*Work to be completed:*
The response must consist of the lines from the one holding "the white cabinet" through the final line of the entries, given again exactly and without any pictures.

───── Provided records ─────

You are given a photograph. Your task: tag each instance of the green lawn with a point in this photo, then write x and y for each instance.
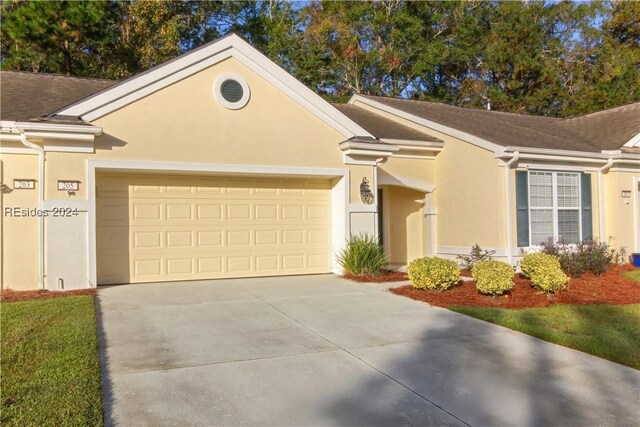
(633, 274)
(50, 367)
(607, 331)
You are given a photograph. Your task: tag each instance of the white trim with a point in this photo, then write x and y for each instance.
(55, 145)
(633, 142)
(81, 205)
(572, 156)
(508, 201)
(217, 91)
(231, 46)
(619, 169)
(339, 195)
(12, 126)
(560, 168)
(17, 150)
(384, 178)
(368, 147)
(414, 156)
(601, 210)
(363, 208)
(472, 139)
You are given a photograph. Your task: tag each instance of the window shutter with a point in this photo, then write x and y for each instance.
(587, 212)
(522, 208)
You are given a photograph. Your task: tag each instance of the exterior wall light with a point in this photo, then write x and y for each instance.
(365, 192)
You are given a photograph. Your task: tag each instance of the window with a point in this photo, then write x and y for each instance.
(554, 207)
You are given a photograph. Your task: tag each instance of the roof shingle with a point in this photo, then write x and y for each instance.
(28, 96)
(381, 127)
(605, 130)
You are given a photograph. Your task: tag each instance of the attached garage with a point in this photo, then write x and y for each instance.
(158, 227)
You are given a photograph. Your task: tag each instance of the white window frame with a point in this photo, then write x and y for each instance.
(555, 208)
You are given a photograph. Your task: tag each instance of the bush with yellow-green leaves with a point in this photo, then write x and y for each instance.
(493, 277)
(433, 273)
(533, 262)
(544, 271)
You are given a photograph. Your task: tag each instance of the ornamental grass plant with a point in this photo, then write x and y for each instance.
(363, 256)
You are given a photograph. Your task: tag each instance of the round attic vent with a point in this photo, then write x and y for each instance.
(231, 91)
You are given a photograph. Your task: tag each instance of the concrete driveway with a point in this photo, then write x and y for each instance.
(318, 350)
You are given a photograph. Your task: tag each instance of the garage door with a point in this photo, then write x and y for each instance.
(162, 228)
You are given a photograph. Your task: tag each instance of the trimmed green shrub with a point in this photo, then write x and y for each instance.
(550, 280)
(476, 255)
(544, 271)
(588, 255)
(436, 274)
(533, 262)
(493, 277)
(363, 256)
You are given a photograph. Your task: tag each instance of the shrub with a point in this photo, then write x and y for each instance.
(476, 255)
(493, 277)
(433, 273)
(533, 262)
(549, 280)
(363, 256)
(588, 255)
(544, 271)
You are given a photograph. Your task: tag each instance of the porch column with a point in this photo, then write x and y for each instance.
(429, 224)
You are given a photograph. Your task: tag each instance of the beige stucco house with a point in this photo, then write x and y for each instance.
(220, 164)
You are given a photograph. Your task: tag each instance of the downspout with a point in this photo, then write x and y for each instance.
(601, 170)
(40, 150)
(507, 180)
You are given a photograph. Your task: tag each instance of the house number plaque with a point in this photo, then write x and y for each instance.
(24, 184)
(68, 185)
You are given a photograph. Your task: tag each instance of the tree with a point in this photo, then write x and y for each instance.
(604, 68)
(57, 37)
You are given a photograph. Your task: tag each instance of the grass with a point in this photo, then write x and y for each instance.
(363, 256)
(608, 331)
(633, 274)
(50, 367)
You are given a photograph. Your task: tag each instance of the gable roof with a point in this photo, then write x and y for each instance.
(27, 97)
(608, 129)
(380, 127)
(591, 133)
(230, 46)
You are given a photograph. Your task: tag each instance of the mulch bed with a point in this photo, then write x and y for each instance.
(609, 288)
(15, 296)
(390, 276)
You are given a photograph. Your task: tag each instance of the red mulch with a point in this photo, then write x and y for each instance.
(609, 288)
(390, 276)
(15, 296)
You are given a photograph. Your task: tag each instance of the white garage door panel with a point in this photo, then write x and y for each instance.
(154, 228)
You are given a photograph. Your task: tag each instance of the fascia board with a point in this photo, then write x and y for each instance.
(50, 127)
(633, 142)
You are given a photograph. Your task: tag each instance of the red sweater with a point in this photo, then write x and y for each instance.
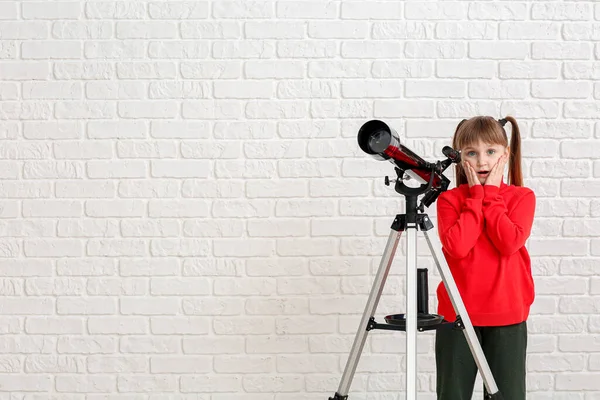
(483, 230)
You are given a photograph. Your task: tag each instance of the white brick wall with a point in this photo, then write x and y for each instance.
(185, 212)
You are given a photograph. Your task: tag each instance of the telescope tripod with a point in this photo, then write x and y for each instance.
(416, 317)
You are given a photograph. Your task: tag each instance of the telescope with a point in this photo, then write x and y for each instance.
(383, 143)
(380, 141)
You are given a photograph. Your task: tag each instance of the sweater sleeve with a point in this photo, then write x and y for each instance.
(508, 229)
(459, 229)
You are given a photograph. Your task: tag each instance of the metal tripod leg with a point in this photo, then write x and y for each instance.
(411, 311)
(372, 302)
(461, 311)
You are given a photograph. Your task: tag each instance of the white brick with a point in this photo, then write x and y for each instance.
(54, 364)
(213, 306)
(499, 90)
(211, 70)
(113, 49)
(178, 10)
(10, 130)
(179, 325)
(116, 364)
(249, 49)
(147, 109)
(149, 267)
(306, 10)
(210, 30)
(562, 12)
(86, 71)
(116, 247)
(368, 49)
(435, 50)
(211, 383)
(41, 325)
(8, 10)
(82, 30)
(51, 50)
(180, 247)
(114, 91)
(53, 248)
(25, 110)
(31, 382)
(211, 109)
(53, 10)
(149, 345)
(213, 345)
(505, 50)
(115, 10)
(561, 51)
(269, 30)
(23, 30)
(213, 228)
(339, 69)
(146, 70)
(8, 50)
(24, 70)
(85, 384)
(26, 306)
(54, 287)
(243, 10)
(180, 365)
(187, 287)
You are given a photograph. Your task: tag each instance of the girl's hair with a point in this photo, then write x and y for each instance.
(491, 131)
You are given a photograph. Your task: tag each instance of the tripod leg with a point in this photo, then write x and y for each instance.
(460, 309)
(372, 302)
(411, 312)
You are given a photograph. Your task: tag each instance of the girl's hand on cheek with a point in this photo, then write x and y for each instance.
(472, 177)
(495, 176)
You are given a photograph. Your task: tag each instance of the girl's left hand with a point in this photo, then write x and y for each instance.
(495, 176)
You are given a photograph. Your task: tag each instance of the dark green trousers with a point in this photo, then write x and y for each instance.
(505, 349)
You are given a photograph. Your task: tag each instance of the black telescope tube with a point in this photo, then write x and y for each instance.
(377, 139)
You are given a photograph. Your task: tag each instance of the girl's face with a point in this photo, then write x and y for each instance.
(482, 157)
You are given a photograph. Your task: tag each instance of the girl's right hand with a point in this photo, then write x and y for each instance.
(472, 177)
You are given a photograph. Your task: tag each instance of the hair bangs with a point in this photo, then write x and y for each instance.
(484, 129)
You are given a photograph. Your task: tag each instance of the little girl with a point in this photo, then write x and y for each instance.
(483, 225)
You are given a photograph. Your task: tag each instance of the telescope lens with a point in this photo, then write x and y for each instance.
(379, 141)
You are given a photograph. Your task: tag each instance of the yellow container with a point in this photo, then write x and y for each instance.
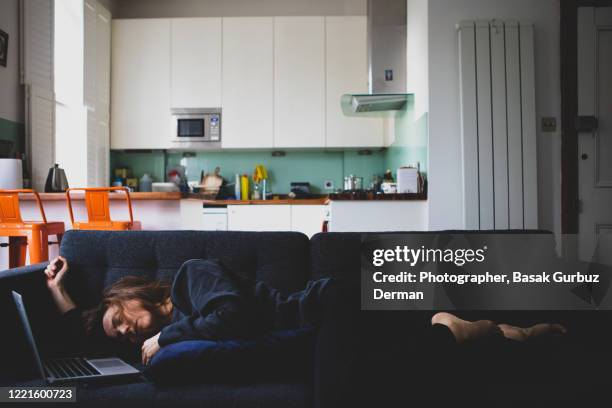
(244, 187)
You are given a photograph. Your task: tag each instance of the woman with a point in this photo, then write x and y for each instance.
(204, 302)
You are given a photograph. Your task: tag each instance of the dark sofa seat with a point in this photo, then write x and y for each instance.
(283, 260)
(100, 258)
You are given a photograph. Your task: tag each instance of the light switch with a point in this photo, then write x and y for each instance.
(549, 124)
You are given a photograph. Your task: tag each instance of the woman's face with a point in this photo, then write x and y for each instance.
(132, 322)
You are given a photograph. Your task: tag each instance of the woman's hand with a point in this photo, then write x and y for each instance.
(55, 273)
(150, 348)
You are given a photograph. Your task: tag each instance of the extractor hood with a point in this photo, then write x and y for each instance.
(386, 60)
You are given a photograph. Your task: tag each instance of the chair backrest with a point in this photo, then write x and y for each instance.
(9, 206)
(98, 203)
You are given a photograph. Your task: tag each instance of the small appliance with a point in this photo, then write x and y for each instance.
(196, 128)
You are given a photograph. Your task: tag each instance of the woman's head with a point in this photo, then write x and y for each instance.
(135, 308)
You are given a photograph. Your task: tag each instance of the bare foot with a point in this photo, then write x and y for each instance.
(464, 330)
(526, 333)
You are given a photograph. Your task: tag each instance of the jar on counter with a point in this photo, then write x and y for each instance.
(146, 183)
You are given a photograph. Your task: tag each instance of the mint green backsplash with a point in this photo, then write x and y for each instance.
(410, 145)
(313, 166)
(13, 132)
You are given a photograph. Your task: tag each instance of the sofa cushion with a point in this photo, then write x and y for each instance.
(100, 258)
(280, 354)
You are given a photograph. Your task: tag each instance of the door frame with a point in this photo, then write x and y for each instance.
(570, 210)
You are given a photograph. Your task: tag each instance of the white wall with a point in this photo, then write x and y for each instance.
(11, 92)
(222, 8)
(418, 55)
(445, 184)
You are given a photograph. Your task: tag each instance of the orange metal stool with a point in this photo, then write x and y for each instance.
(24, 234)
(98, 210)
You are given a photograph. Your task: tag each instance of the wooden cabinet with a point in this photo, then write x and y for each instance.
(346, 72)
(195, 51)
(299, 82)
(140, 107)
(276, 217)
(248, 82)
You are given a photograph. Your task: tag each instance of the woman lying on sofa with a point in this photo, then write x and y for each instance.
(204, 302)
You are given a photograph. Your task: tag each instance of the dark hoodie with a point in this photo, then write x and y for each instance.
(214, 305)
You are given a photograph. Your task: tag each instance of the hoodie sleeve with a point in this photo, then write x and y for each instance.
(210, 304)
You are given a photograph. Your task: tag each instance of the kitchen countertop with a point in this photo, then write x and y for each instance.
(322, 200)
(113, 196)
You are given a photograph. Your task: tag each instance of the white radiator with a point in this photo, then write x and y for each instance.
(498, 125)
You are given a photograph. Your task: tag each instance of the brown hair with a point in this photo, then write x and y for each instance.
(151, 293)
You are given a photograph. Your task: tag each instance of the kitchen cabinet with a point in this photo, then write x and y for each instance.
(299, 82)
(307, 219)
(140, 107)
(346, 72)
(195, 62)
(275, 217)
(248, 82)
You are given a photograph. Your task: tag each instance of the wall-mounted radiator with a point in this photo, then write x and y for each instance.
(498, 125)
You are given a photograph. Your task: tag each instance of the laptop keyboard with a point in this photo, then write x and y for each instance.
(70, 368)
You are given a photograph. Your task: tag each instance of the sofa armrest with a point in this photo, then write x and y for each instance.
(23, 277)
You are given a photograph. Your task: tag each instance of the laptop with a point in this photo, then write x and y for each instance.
(70, 369)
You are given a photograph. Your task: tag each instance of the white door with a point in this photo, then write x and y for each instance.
(196, 62)
(274, 217)
(299, 82)
(248, 82)
(347, 72)
(595, 146)
(140, 107)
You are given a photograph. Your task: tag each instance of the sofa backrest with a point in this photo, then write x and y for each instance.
(338, 254)
(100, 258)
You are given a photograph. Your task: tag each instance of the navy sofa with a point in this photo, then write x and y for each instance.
(283, 260)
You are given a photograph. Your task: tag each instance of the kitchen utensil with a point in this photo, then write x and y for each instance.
(211, 183)
(146, 183)
(244, 187)
(11, 174)
(352, 183)
(56, 180)
(164, 187)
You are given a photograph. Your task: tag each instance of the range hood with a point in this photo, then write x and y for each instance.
(386, 60)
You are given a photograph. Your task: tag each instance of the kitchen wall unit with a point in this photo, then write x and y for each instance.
(346, 72)
(248, 82)
(140, 107)
(299, 82)
(195, 62)
(278, 80)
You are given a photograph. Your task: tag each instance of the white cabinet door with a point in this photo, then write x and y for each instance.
(140, 107)
(307, 219)
(248, 82)
(347, 72)
(259, 217)
(299, 82)
(196, 62)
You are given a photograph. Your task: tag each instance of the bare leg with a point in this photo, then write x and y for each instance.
(526, 333)
(464, 330)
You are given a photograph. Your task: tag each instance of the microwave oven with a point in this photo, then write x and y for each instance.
(197, 125)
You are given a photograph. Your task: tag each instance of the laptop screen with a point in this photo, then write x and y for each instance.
(28, 334)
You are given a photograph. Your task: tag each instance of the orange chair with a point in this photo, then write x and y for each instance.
(24, 234)
(98, 210)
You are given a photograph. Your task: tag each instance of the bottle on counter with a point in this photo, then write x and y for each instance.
(244, 187)
(146, 183)
(238, 187)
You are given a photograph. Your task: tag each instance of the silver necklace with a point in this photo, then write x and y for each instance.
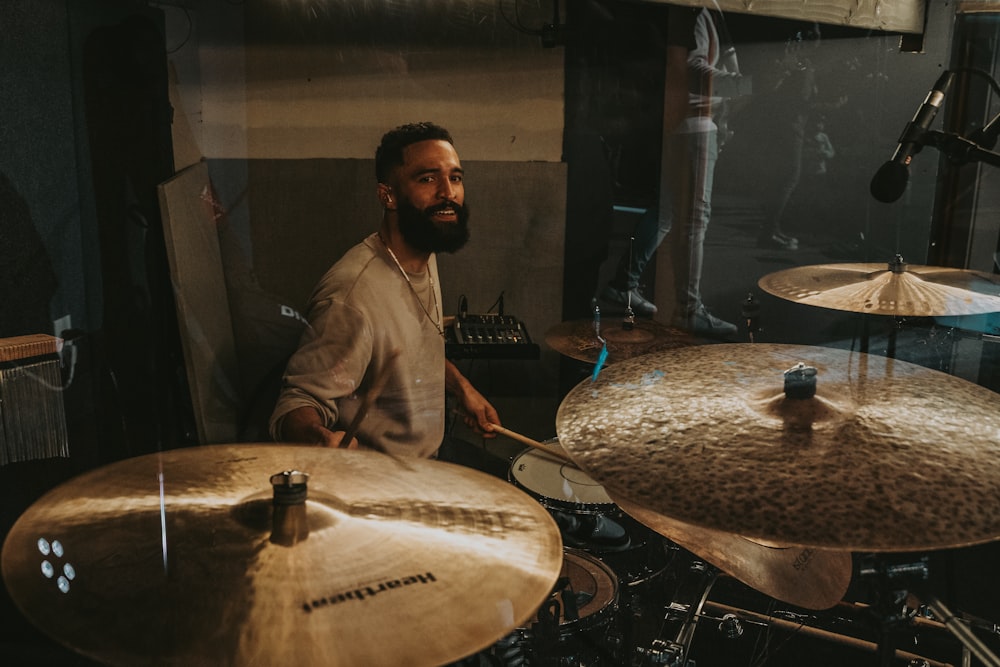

─────

*Output for this exercise:*
You are given a photograph. Your task: tag each instance of the white cabinet door with a point in this photo, then write x and y for each instance.
(140, 107)
(307, 219)
(248, 82)
(347, 72)
(259, 217)
(299, 82)
(196, 62)
You are given a photograph. Your task: tag each instance of the bare leg with a point in this photo, then write x and y for each instance.
(526, 333)
(464, 330)
You are given a photograph. Your task: tag each instance of the microwave oven with a point in this photo, then write x and y for each instance.
(197, 125)
You are given a photograph. Your task: tag each instance of the laptop screen with a point in this photo, then write x and y for each instance.
(28, 334)
You are given a photograph. Your task: tag each instance of the orange chair with a point in this photo, then write x and y for each instance.
(24, 234)
(98, 210)
You are given a photograph. Your task: tag each instance of the bottle on counter with a point in this photo, then write x and y for each instance.
(244, 187)
(146, 183)
(238, 187)
You are given a photograph. Your task: tag each instance of the silver necklace with a point in this photo, then write x and y for each instance.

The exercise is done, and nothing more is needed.